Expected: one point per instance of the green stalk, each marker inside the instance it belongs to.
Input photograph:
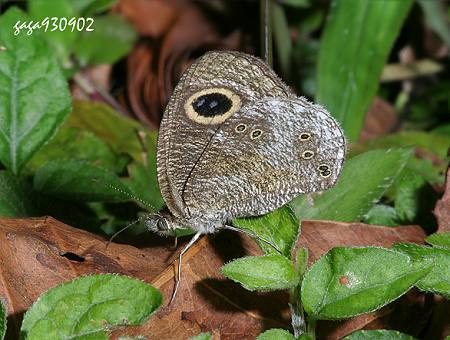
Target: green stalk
(266, 31)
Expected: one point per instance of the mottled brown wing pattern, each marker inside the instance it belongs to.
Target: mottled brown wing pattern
(298, 148)
(182, 142)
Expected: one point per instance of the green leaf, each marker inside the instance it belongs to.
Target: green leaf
(89, 7)
(439, 240)
(73, 143)
(34, 96)
(88, 306)
(382, 214)
(438, 280)
(118, 131)
(275, 334)
(433, 145)
(279, 227)
(61, 41)
(296, 3)
(3, 315)
(436, 18)
(202, 336)
(16, 196)
(143, 180)
(363, 182)
(78, 180)
(301, 261)
(263, 273)
(111, 39)
(349, 281)
(354, 47)
(378, 334)
(414, 199)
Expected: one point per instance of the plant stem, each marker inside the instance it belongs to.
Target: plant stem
(297, 313)
(283, 44)
(266, 31)
(312, 328)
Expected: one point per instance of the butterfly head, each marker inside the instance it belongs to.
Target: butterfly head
(160, 224)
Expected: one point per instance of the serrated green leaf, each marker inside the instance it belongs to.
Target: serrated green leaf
(112, 38)
(263, 273)
(73, 143)
(301, 260)
(363, 181)
(86, 307)
(275, 334)
(16, 196)
(118, 131)
(439, 240)
(202, 336)
(382, 214)
(279, 227)
(349, 281)
(78, 180)
(3, 316)
(434, 145)
(34, 96)
(438, 280)
(348, 77)
(414, 199)
(378, 334)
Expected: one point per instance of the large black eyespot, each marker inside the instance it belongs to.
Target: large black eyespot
(212, 104)
(162, 225)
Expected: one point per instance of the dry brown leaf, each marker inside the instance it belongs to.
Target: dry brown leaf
(179, 31)
(38, 254)
(380, 120)
(150, 17)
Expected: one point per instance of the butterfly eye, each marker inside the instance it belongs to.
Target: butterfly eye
(324, 170)
(212, 105)
(255, 134)
(305, 136)
(308, 154)
(241, 128)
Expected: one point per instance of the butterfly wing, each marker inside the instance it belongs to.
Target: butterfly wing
(185, 137)
(264, 156)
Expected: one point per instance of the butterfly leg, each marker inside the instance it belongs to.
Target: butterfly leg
(185, 249)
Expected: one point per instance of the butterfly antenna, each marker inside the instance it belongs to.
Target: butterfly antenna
(251, 233)
(129, 195)
(127, 226)
(178, 279)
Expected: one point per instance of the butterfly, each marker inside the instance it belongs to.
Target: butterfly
(235, 141)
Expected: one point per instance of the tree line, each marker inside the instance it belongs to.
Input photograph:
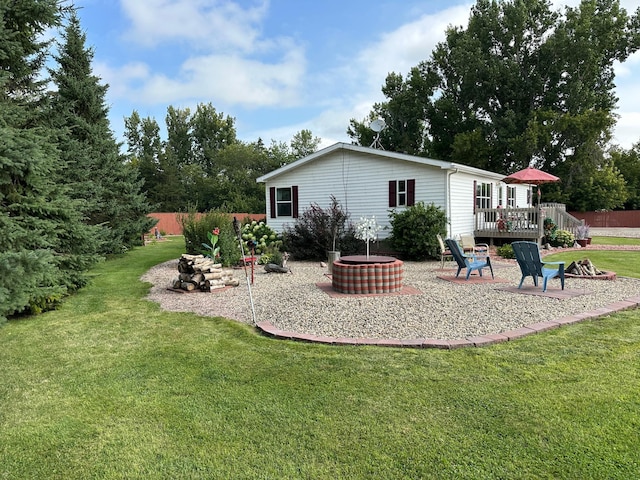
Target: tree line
(68, 195)
(522, 84)
(202, 164)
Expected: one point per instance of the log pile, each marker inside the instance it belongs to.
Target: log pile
(583, 268)
(198, 272)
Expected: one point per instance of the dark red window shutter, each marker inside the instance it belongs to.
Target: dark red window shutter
(272, 201)
(475, 194)
(411, 192)
(294, 201)
(392, 193)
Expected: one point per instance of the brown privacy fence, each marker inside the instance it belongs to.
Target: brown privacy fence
(618, 218)
(168, 221)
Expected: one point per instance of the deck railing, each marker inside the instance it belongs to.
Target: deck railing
(523, 223)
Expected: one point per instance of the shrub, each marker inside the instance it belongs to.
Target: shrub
(563, 238)
(506, 251)
(550, 230)
(271, 254)
(314, 232)
(195, 231)
(414, 230)
(261, 234)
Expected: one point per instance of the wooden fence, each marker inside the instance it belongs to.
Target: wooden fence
(168, 221)
(617, 219)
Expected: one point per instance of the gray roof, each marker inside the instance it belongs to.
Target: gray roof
(383, 154)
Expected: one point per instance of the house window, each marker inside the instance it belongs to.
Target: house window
(402, 193)
(283, 201)
(483, 195)
(511, 197)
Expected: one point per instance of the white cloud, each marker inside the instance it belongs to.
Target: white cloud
(217, 24)
(230, 80)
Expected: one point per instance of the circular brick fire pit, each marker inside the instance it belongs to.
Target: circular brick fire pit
(359, 274)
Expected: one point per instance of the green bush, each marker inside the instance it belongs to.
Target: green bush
(563, 238)
(313, 233)
(261, 234)
(271, 254)
(550, 230)
(414, 230)
(506, 251)
(195, 232)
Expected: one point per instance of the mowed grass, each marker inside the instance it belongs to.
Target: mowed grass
(625, 263)
(615, 241)
(109, 386)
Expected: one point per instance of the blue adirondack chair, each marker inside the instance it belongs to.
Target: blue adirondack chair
(531, 264)
(470, 262)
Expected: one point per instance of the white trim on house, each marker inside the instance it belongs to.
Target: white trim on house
(360, 177)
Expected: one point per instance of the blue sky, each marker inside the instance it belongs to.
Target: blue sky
(280, 66)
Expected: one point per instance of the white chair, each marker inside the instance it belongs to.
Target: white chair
(445, 253)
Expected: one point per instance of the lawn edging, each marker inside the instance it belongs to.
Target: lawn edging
(267, 328)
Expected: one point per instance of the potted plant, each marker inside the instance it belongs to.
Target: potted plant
(582, 235)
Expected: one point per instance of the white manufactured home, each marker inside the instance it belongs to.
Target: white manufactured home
(368, 181)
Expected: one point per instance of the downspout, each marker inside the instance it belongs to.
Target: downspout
(448, 198)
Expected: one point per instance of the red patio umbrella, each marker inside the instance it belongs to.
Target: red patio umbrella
(531, 176)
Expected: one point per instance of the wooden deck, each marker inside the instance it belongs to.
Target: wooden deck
(522, 223)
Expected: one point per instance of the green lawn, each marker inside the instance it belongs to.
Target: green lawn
(624, 263)
(109, 386)
(615, 241)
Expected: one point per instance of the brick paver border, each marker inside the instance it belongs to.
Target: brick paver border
(480, 341)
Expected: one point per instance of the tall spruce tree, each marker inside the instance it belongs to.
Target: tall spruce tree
(108, 187)
(41, 245)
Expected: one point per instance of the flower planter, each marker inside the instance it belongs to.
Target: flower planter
(332, 256)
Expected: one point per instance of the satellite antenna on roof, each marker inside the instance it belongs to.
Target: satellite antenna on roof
(377, 126)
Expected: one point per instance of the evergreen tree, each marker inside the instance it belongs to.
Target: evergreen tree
(41, 246)
(98, 176)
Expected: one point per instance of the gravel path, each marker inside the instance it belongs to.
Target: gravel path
(443, 310)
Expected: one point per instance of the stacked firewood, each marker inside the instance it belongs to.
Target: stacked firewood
(198, 272)
(584, 268)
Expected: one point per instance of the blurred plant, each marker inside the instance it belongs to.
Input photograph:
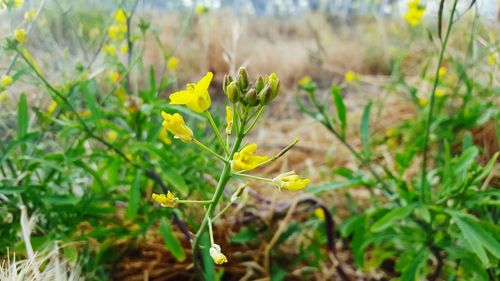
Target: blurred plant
(440, 223)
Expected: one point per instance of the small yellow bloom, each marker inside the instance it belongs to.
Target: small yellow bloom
(29, 15)
(423, 101)
(217, 255)
(175, 124)
(172, 63)
(168, 200)
(196, 96)
(20, 35)
(6, 81)
(120, 16)
(442, 72)
(290, 181)
(350, 76)
(163, 136)
(246, 159)
(110, 50)
(229, 120)
(111, 135)
(4, 97)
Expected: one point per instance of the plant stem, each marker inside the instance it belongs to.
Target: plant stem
(425, 189)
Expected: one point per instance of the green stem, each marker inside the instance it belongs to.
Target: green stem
(425, 188)
(216, 130)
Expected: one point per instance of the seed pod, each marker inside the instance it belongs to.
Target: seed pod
(265, 95)
(233, 92)
(259, 84)
(243, 79)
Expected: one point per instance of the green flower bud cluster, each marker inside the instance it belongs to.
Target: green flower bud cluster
(261, 92)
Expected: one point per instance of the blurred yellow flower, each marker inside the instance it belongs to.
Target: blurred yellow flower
(350, 76)
(196, 96)
(246, 159)
(120, 16)
(168, 200)
(217, 255)
(163, 136)
(415, 12)
(175, 124)
(20, 35)
(29, 15)
(6, 81)
(229, 120)
(290, 181)
(172, 63)
(111, 135)
(110, 50)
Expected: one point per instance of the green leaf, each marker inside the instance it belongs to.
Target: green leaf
(22, 116)
(365, 128)
(134, 197)
(173, 244)
(391, 217)
(341, 109)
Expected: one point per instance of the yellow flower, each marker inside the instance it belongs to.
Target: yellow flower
(172, 63)
(350, 76)
(168, 200)
(163, 136)
(415, 12)
(110, 50)
(175, 124)
(229, 120)
(120, 16)
(29, 15)
(442, 72)
(6, 81)
(492, 59)
(290, 181)
(196, 96)
(246, 159)
(217, 255)
(20, 35)
(111, 135)
(4, 97)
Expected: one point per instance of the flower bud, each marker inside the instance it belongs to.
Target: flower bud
(251, 97)
(259, 84)
(243, 79)
(233, 92)
(265, 95)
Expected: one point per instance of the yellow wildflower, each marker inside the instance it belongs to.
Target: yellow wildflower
(120, 16)
(163, 136)
(20, 35)
(246, 159)
(175, 124)
(229, 120)
(290, 181)
(442, 72)
(111, 135)
(172, 63)
(415, 12)
(492, 59)
(217, 255)
(6, 81)
(350, 76)
(29, 15)
(4, 97)
(196, 96)
(168, 200)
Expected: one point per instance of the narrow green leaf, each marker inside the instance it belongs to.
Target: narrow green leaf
(365, 128)
(173, 244)
(341, 109)
(22, 116)
(391, 217)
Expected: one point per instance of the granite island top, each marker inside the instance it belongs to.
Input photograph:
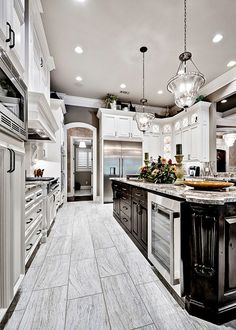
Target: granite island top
(186, 193)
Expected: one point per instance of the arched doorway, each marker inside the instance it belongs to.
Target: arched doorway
(81, 161)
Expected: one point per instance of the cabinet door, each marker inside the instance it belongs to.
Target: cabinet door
(143, 227)
(3, 23)
(195, 143)
(109, 126)
(6, 289)
(135, 132)
(123, 126)
(186, 143)
(17, 217)
(135, 220)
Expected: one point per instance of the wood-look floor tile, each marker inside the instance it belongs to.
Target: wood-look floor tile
(165, 315)
(54, 272)
(123, 243)
(125, 307)
(87, 313)
(62, 230)
(46, 310)
(60, 245)
(83, 279)
(100, 236)
(109, 262)
(113, 227)
(14, 321)
(138, 267)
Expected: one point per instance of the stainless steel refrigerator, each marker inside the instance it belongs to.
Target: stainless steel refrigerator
(120, 159)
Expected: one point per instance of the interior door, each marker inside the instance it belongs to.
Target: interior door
(111, 166)
(131, 158)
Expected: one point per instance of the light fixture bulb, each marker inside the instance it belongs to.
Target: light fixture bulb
(82, 144)
(217, 38)
(78, 78)
(79, 50)
(231, 64)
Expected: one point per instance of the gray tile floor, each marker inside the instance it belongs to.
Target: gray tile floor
(90, 276)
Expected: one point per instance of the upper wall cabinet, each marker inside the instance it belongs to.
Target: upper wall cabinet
(116, 124)
(40, 61)
(13, 32)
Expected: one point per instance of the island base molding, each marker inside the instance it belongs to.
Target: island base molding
(217, 316)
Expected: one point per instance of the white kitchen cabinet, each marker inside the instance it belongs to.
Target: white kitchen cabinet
(40, 61)
(152, 145)
(114, 124)
(186, 143)
(123, 126)
(13, 31)
(109, 126)
(11, 221)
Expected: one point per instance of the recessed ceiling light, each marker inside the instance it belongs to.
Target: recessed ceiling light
(217, 38)
(231, 63)
(79, 50)
(78, 78)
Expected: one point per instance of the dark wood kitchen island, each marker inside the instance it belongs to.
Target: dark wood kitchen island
(208, 241)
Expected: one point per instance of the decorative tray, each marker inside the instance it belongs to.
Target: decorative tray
(208, 185)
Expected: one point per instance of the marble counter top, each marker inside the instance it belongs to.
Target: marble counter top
(30, 186)
(186, 193)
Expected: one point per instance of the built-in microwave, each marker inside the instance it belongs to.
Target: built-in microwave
(13, 100)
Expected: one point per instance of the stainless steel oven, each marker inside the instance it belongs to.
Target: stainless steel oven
(164, 237)
(13, 100)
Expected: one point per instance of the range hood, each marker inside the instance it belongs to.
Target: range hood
(42, 125)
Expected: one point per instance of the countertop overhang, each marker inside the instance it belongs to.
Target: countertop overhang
(186, 193)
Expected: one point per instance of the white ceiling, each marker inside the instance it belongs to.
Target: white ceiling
(111, 33)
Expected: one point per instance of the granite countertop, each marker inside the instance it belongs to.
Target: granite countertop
(30, 186)
(187, 193)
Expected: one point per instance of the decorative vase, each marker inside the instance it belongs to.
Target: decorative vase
(179, 170)
(113, 105)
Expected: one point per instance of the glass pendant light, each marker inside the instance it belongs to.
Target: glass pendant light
(186, 83)
(143, 118)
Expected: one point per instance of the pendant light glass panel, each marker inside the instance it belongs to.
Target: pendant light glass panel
(144, 120)
(185, 88)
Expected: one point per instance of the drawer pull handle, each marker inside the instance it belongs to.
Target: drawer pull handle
(28, 247)
(29, 221)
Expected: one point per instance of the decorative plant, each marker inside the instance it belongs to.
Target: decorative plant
(110, 98)
(160, 171)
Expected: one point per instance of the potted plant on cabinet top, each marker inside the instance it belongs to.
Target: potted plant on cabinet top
(160, 171)
(110, 101)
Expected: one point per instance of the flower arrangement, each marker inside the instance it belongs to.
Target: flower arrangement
(160, 171)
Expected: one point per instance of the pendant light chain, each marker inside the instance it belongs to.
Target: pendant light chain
(185, 25)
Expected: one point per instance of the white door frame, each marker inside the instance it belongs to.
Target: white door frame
(94, 138)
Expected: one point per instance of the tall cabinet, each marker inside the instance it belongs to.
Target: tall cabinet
(11, 218)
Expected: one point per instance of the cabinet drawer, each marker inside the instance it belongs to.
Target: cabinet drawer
(125, 208)
(31, 218)
(140, 194)
(33, 240)
(126, 221)
(125, 188)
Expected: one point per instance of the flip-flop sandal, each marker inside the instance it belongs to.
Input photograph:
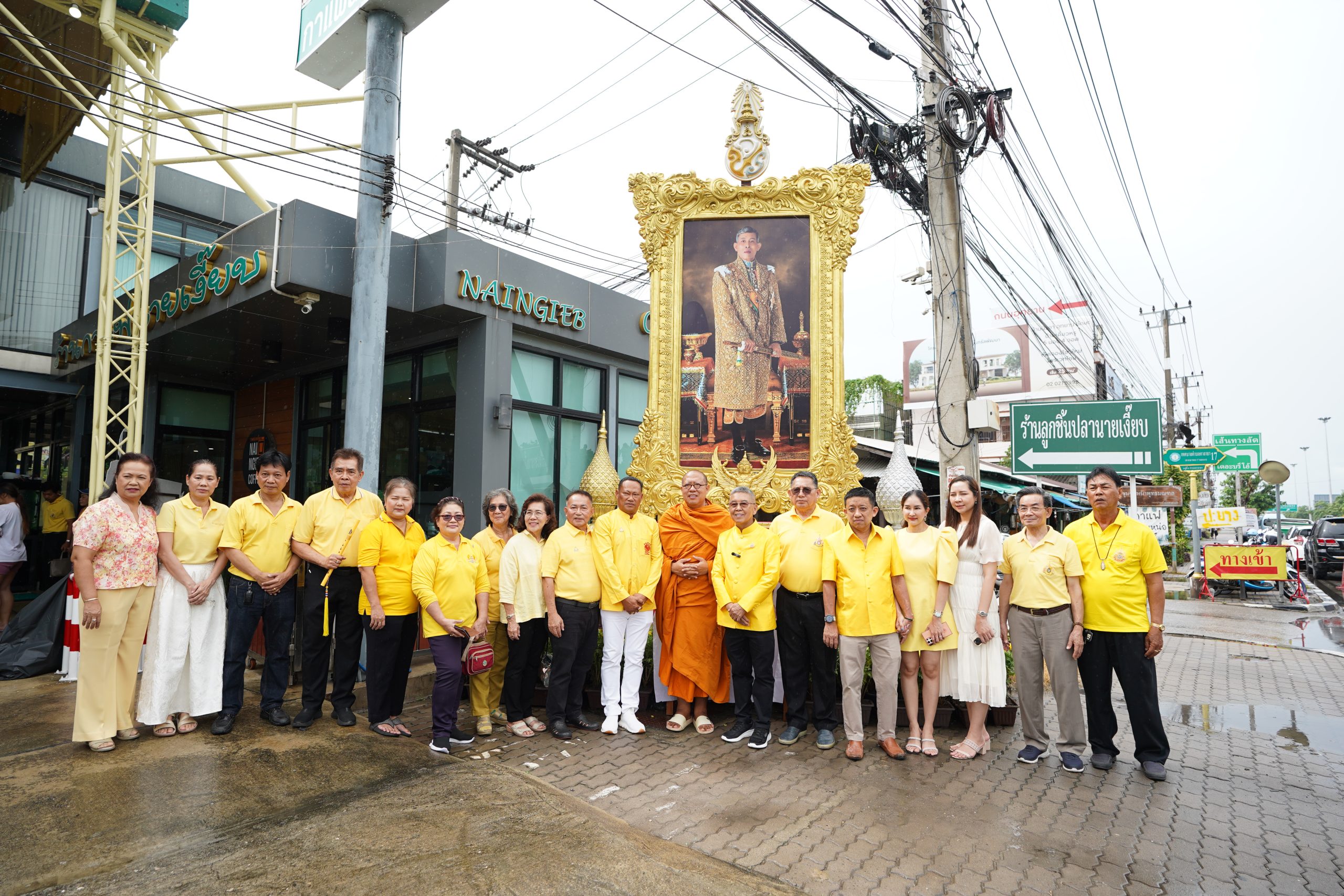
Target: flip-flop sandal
(378, 729)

:::

Copy only this, please: the line with "Expected: one point per instance of the white ceiling, each" and every line after it through the end of the data, with no pictures.

Expected: one point per instance of the white ceiling, each marker inside the instance it belongs to.
Target: white ceiling
(111, 33)
Expected: one point per instance of the granite countertop, each marker inside the instance it belongs to.
Target: granite countertop
(30, 186)
(187, 193)
Expected: one point per instance of the decorative vase, each marker inside the instance it belongs to.
Target: decorative vase
(179, 170)
(113, 105)
Expected: one point per instance of the glass pendant light, each marker inside the instance it belongs to.
Target: glass pendant light
(186, 83)
(143, 118)
Expected: one point per instance of the pendant light glass panel, each marker inside the instance it belongs to.
Target: pendant light glass panel
(144, 120)
(185, 88)
Expected: one point per instance of the drawer pull handle, each marker inside the instance it belongs to.
Target: drawer pull handle
(28, 247)
(29, 221)
Expected: one point per instance of the decorative plant, each marker inside the instance it belongs to.
Target: decorative plant
(110, 98)
(160, 171)
Expected: one point per instance of the potted plant on cabinet top, each marker inside the instance it belongs to.
Target: potted plant on cabinet top
(160, 171)
(110, 101)
Expected: one point per instance of the flower arrangement, each marker inside the instance it belongs to.
Target: flower arrangement
(160, 171)
Expected: one point per instance of the pendant light chain, each marker inside the instance it belongs to.
Target: pendant light chain
(185, 25)
Expected: one point per instance of the white door frame, each marker inside the instance it belongs to.
Target: white door frame
(94, 138)
Expected: one point per instance of the tall cabinet, each marker inside the instance it belongs to.
Target: tall cabinet
(11, 218)
Expected: one point per instance of the cabinet drawer, each marker inside the instance it belongs to.
Target: cabinet drawer
(125, 208)
(31, 218)
(140, 194)
(33, 240)
(126, 221)
(125, 188)
Expected: one point per instance of the flip-flop sandal, each marker inside the instance it belongs to.
Input photograph:
Target: flip-flop sandal
(378, 729)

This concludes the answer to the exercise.